For four days this March, as part of Twitter’s second Fiction Festival, writers from around the globe tweeted works of fiction in installments of no more than 140 characters. This isn’t the first time that authors have graced readers with original “Twitterature,” as this form of micro-blogging has been called. In 2009, Neil Gaiman tweeted the first line of a novel, and then let his followers complete the rest of the narrative. Jennifer Egan released The Black Box, on Twitter in 2012, unfurling the short story’s plot in 600 tweets over the course of 10 days. That same year, Twitter launched its first Fiction Festival, soliciting stories from authors such as Elliott Holt, Lauren Beukes, and Fabrice Colin. Regular Twitter users were invited to contribute their own stories as well, under the hashtag #TwitterFiction.

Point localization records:
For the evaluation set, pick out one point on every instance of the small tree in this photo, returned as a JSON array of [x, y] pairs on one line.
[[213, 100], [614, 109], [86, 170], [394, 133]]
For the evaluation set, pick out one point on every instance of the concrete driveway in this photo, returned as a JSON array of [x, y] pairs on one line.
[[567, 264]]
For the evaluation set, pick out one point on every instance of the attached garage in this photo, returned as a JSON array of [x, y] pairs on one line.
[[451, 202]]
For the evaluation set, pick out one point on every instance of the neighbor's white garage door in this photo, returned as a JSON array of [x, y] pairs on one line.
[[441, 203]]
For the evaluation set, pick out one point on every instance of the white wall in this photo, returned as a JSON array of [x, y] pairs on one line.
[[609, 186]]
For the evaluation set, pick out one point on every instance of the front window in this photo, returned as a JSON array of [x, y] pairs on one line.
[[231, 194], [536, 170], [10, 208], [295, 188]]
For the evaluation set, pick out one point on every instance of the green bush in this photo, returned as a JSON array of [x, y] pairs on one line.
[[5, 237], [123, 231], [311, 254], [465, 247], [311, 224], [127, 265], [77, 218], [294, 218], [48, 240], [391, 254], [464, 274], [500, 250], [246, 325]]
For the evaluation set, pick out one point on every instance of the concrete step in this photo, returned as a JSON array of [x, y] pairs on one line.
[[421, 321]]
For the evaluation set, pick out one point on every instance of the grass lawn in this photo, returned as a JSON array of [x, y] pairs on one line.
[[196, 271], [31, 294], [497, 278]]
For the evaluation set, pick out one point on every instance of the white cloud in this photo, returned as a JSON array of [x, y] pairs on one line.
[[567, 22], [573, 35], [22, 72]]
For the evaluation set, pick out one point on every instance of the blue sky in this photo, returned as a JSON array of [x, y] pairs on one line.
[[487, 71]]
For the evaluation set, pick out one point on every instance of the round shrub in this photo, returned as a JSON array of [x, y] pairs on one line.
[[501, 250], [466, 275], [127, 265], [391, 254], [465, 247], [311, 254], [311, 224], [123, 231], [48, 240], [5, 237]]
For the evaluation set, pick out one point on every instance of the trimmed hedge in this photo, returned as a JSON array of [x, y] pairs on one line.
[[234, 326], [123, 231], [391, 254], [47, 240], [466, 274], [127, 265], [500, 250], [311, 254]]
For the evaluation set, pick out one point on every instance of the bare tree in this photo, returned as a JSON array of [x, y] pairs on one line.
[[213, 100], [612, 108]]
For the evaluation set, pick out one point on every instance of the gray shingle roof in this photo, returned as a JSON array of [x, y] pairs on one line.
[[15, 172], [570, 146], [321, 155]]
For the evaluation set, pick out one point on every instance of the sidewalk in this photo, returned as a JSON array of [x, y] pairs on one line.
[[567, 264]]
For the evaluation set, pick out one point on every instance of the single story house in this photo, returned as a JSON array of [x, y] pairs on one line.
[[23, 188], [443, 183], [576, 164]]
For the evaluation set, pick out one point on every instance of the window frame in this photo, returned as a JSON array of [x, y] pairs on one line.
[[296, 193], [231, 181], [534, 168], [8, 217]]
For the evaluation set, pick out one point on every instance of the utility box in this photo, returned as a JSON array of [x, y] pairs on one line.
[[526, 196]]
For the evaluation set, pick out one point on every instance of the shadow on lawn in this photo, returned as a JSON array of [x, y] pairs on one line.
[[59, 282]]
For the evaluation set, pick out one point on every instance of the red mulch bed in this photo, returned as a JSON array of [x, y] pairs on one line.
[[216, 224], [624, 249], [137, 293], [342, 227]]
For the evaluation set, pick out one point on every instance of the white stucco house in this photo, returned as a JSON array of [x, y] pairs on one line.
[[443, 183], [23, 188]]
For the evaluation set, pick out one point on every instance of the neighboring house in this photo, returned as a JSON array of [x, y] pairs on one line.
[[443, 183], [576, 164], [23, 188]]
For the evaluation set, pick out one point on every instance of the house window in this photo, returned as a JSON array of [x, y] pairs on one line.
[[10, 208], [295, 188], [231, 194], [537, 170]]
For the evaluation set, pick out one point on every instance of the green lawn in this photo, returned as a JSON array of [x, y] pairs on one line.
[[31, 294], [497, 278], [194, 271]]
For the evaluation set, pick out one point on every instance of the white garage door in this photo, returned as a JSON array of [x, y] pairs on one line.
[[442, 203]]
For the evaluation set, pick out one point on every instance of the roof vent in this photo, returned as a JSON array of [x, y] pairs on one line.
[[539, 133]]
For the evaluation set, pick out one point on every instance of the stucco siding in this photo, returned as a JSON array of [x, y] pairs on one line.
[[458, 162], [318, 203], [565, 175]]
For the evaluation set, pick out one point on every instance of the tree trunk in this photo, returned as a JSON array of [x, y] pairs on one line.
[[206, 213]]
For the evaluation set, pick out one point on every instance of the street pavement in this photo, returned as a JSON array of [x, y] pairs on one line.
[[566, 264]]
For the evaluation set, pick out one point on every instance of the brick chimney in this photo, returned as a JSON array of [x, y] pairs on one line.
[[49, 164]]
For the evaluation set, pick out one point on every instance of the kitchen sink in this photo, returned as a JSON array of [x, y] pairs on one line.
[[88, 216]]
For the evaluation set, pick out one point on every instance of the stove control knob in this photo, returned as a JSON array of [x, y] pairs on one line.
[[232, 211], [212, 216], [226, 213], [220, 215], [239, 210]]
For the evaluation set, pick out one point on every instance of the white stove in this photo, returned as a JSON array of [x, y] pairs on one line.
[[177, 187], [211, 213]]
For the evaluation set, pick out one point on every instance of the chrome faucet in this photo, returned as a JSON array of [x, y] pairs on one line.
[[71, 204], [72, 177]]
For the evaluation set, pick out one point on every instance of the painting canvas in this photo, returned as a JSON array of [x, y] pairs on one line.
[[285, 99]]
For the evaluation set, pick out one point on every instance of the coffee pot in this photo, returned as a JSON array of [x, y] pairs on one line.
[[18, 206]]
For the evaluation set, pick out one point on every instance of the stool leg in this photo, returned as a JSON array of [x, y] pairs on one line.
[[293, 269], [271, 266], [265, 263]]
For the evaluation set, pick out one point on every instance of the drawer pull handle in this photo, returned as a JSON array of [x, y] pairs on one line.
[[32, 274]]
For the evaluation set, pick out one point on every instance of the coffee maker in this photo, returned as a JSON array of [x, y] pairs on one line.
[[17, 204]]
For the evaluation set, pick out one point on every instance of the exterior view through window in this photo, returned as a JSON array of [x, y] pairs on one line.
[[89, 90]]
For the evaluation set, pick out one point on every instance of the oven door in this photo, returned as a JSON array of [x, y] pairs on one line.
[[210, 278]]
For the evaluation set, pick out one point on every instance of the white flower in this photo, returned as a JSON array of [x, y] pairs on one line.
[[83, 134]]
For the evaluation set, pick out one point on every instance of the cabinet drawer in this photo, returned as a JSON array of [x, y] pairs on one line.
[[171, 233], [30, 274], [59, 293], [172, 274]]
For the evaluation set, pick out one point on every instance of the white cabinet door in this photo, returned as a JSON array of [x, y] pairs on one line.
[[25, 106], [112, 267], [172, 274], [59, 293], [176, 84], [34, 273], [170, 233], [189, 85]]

• **Work instruction A**
Retype the passage on Twitter fiction, everything from "For four days" down to "the hashtag #TwitterFiction.".
• **Work instruction B**
In the passage on Twitter fiction, how many tweets did Jennifer Egan use to release The Black Box?
• **Work instruction C**
Continue the passage on Twitter fiction from its last sentence.

• **Task output A**
For four days this March, as part of Twitter’s second Fiction Festival, writers from around the globe tweeted works of fiction in installments of no more than 140 characters. This isn’t the first time that authors have graced readers with original “Twitterature,” as this form of micro-blogging has been called. In 2009, Neil Gaiman tweeted the first line of a novel, and then let his followers complete the rest of the narrative. Jennifer Egan released The Black Box, on Twitter in 2012, unfurling the short story’s plot in 600 tweets over the course of 10 days. That same year, Twitter launched its first Fiction Festival, soliciting stories from authors such as Elliott Holt, Lauren Beukes, and Fabrice Colin. Regular Twitter users were invited to contribute their own stories as well, under the hashtag #TwitterFiction.

• **Task output B**
600 tweets.

• **Task output C**
But are 140-character tweets conducive to good storytelling? Writers responded to the challenge in different ways. One of the festival’s best-known participants, the mystery writer Alexander McCall Smith, tweeted a series of short stories that read like hyper-condensed versions of his novels. As usual, McCall Smith’s prose was simple, his plots quaint. But stripped of the endearing description and dialogue that characterize his books, McCall Smith’s Twitter stories fell flat. Take, for example, this excerpt from “Love in the Alps,” the author’s fourth and final festival entry:
It’s not exactly the sort of stuff that keeps readers waiting on tenterhooks.
Twitter is more effective as an exercise in extended characterization. Some of the best Fiction Festival entries were produced by writers who adapted existing protagonists or came up with new characters for the micro-blogging platform. Chloe and Tom Avery—a husband and wife team from England—created a pseudonymous Twitter account for the protagonist of their story, and gradually revealed a murder mystery through his tweets.
Graeme Simsion created Twitter accounts for the protagonists of his best-selling novel The Rosie Project, two friends who engage in a lengthy exchange of tweets after one of them is caught having an affair. Using their accounts, Simsion’s characters, Don Tillman and Gene Barrow, solicited advice from Twitter users, whose suggestions were incorporated into the narrative.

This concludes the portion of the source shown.